* _Given information_
········
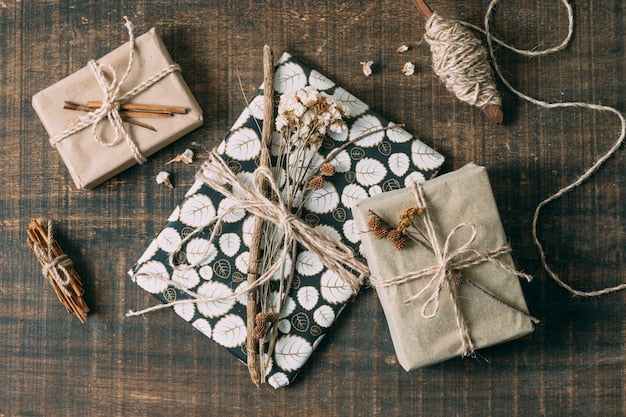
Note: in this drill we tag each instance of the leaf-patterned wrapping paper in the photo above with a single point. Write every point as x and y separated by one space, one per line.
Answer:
········
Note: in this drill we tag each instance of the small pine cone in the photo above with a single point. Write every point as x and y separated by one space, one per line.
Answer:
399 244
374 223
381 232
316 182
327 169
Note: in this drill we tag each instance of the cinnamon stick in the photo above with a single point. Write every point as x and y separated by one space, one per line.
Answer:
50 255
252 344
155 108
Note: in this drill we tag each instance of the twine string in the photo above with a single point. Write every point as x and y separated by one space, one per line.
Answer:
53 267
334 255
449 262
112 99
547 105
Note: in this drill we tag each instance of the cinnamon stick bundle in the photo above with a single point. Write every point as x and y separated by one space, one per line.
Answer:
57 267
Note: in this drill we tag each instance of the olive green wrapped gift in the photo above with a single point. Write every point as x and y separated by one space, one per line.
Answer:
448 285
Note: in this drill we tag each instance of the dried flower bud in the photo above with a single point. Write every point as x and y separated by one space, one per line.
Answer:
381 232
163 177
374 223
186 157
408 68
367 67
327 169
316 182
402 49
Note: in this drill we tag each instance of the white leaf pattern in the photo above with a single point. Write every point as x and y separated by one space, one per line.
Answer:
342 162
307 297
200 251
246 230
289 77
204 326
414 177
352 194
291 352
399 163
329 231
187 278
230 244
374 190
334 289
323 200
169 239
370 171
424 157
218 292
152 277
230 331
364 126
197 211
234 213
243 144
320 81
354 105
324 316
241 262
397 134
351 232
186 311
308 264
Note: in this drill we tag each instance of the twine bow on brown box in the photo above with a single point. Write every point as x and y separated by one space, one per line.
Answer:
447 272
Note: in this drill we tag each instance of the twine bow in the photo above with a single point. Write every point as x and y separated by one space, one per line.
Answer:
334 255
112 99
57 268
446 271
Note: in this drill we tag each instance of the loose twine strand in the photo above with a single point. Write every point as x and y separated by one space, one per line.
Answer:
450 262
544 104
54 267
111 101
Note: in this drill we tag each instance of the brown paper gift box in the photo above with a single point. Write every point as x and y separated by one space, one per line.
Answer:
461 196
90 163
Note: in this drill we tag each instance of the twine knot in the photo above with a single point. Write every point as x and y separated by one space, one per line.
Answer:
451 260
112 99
········
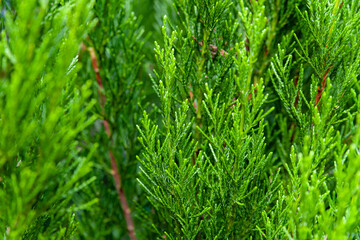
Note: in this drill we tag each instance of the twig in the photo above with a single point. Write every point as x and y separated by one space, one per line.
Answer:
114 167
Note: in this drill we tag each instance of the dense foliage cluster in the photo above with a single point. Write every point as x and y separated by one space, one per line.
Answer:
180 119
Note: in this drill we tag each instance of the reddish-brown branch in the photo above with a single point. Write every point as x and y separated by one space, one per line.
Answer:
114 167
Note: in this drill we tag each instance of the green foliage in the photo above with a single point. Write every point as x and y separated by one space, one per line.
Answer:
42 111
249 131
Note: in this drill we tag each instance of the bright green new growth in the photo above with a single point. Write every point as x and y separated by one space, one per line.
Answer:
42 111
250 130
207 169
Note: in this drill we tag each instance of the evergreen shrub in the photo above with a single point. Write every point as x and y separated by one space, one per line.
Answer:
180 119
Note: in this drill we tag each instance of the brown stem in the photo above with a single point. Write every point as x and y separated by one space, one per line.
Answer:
········
* _Problem to solve_
Collect every line of the records above that contains the word "foliage".

* _Written solution_
Note: in this drill we tag each instance of the dense foliage cluster in the photo above with a single point. Write every point as x and y separated by one space, one per line.
Note: in this drill we tag each instance of the green foliage in the photo above with a single point. Write every point as x and y separated by one space, one per line.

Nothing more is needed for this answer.